— ACTION ITEM —
Run through the records and show each line that includes the string "innermost".

"""

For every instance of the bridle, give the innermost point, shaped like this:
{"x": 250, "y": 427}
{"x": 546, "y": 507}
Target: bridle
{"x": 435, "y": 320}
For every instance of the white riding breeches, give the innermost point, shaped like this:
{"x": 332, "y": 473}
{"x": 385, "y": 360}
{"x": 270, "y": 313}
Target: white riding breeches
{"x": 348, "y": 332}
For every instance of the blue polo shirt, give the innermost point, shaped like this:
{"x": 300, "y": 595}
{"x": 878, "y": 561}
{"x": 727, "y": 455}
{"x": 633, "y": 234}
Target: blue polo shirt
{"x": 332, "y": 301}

"""

— RESULT OF THIS EXERCISE —
For every instance of the bridle, give the innermost point, shaped like this:
For every instance of the white riding breeches, give the innermost point, shaped like this:
For every instance of the blue polo shirt, give the innermost point, shaped like this:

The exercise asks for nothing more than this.